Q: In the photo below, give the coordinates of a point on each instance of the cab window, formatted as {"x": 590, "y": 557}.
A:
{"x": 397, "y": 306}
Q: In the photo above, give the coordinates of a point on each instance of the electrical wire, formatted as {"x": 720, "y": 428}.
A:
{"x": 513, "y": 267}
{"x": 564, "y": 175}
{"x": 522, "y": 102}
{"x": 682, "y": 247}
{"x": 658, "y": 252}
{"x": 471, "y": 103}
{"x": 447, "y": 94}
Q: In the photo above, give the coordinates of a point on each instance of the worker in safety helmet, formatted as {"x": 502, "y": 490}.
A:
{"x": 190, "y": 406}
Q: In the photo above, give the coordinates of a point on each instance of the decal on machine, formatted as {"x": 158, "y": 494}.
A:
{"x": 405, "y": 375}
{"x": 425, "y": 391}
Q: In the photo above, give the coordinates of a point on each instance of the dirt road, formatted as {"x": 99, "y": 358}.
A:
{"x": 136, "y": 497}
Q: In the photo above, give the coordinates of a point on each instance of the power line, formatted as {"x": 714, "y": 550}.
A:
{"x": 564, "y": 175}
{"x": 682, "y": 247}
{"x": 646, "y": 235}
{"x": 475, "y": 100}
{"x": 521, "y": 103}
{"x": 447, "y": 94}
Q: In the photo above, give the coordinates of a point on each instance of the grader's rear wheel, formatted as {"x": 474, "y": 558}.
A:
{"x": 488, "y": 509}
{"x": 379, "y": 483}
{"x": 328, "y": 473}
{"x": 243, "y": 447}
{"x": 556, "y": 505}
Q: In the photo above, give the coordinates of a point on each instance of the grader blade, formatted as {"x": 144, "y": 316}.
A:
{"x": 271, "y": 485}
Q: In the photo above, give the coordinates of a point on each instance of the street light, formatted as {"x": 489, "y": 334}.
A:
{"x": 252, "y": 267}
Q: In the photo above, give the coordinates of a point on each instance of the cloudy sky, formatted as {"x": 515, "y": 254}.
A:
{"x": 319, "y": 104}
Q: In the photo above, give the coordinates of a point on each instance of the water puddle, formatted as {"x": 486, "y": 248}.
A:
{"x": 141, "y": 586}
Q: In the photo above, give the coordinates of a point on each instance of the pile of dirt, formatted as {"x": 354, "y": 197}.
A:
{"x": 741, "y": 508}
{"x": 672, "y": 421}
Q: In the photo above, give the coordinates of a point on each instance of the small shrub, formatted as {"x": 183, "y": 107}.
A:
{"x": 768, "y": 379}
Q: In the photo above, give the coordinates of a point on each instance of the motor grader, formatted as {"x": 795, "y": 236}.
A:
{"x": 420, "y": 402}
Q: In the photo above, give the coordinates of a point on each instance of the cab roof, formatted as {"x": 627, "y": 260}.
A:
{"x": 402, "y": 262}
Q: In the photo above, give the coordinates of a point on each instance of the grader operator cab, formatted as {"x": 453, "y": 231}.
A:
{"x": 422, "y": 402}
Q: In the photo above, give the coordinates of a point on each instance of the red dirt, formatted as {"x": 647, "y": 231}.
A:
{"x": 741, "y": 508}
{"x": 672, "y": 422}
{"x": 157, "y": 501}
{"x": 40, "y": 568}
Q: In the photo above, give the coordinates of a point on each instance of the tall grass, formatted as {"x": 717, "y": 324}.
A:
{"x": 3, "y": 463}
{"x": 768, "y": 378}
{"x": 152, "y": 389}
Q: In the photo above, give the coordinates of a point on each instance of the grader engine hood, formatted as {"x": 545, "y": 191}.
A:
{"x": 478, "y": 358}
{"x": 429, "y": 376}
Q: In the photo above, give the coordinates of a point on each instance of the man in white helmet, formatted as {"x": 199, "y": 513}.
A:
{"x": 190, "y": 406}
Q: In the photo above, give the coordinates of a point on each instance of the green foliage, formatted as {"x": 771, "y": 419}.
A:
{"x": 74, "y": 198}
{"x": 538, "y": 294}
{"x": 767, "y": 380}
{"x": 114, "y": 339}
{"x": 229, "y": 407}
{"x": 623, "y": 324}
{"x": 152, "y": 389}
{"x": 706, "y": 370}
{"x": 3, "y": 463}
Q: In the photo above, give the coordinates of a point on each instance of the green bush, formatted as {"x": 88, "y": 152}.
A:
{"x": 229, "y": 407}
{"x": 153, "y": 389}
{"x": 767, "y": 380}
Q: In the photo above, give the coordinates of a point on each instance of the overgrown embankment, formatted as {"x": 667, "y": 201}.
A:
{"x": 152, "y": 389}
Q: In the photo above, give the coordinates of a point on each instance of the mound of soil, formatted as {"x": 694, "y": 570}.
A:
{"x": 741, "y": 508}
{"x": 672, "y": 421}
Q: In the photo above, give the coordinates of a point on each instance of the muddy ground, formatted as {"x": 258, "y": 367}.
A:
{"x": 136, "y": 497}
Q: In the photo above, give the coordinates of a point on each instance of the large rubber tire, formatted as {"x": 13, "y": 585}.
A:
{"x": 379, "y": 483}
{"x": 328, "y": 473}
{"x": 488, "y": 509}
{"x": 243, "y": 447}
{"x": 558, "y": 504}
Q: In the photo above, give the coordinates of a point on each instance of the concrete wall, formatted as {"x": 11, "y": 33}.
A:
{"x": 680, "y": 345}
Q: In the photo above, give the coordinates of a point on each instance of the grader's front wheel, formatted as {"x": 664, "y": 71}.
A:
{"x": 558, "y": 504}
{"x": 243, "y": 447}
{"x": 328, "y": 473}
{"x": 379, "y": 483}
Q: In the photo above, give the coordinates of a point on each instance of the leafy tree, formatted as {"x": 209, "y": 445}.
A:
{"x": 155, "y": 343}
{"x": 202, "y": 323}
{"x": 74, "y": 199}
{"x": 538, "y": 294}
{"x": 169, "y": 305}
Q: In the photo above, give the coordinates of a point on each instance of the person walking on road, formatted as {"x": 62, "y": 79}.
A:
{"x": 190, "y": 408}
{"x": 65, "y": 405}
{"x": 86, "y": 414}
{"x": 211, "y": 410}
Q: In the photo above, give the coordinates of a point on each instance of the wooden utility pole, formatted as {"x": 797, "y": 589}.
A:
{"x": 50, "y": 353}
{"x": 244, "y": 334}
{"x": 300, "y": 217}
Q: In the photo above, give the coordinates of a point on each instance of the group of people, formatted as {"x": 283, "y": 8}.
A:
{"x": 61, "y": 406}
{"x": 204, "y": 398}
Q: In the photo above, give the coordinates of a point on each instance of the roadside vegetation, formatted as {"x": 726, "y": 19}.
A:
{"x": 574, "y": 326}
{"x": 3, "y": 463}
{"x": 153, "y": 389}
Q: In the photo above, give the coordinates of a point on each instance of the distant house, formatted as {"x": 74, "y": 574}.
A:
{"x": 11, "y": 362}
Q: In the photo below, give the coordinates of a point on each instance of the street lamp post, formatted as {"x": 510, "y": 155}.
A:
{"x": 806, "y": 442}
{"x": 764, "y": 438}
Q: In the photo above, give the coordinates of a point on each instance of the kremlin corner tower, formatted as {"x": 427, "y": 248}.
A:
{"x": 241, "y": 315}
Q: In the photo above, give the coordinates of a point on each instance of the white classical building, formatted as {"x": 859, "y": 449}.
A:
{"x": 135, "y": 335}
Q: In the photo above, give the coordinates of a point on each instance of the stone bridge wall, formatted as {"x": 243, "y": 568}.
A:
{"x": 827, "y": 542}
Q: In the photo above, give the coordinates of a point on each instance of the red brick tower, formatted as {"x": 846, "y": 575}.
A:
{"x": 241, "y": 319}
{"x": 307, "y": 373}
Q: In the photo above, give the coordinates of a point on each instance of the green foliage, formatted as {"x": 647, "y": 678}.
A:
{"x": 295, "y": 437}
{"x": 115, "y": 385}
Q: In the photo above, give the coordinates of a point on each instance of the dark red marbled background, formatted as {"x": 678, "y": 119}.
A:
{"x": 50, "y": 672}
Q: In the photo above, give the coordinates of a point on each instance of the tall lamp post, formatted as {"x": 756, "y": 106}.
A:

→ **PROBLEM TO WORK ON**:
Copy out the lines starting at the one containing "of the distant" and ending with the last line of the entries. Include nothing else.

→ **COMPLETE RESPONSE**:
Q: In the photo above, give the coordinates of a point on each instance of the distant house, formatted as {"x": 74, "y": 574}.
A:
{"x": 11, "y": 362}
Q: In the photo below, give the coordinates of a point on each instance of the street lamp post, formatted as {"x": 510, "y": 155}.
A:
{"x": 806, "y": 442}
{"x": 764, "y": 438}
Q: In the photo above, give the coordinates of a point on each instance of the kremlin corner tower, formatted as {"x": 427, "y": 248}.
A:
{"x": 241, "y": 315}
Q: In the photo above, give the coordinates of a point on each instance of the white classical building, formatted as {"x": 859, "y": 449}.
A:
{"x": 135, "y": 335}
Q: In the photo above, give the coordinates of a point on each instance of the stone bridge wall, formatted as {"x": 243, "y": 568}.
A:
{"x": 827, "y": 542}
Q: In the photo above, give the coordinates of a point on each instance of the red brick tower, formatted as {"x": 846, "y": 575}.
A:
{"x": 241, "y": 319}
{"x": 307, "y": 373}
Q: In the photo above, give the coordinates of a point on each instance of the green foliage, formatted as {"x": 647, "y": 678}.
A:
{"x": 295, "y": 437}
{"x": 115, "y": 385}
Q: In the photo above, give the coordinates of a point on each instance of the dark red marbled background, formatted as {"x": 678, "y": 119}.
A:
{"x": 50, "y": 672}
Q: In the photo above, give the coordinates of a point on each instance of the tall lamp post, formatted as {"x": 756, "y": 106}.
A:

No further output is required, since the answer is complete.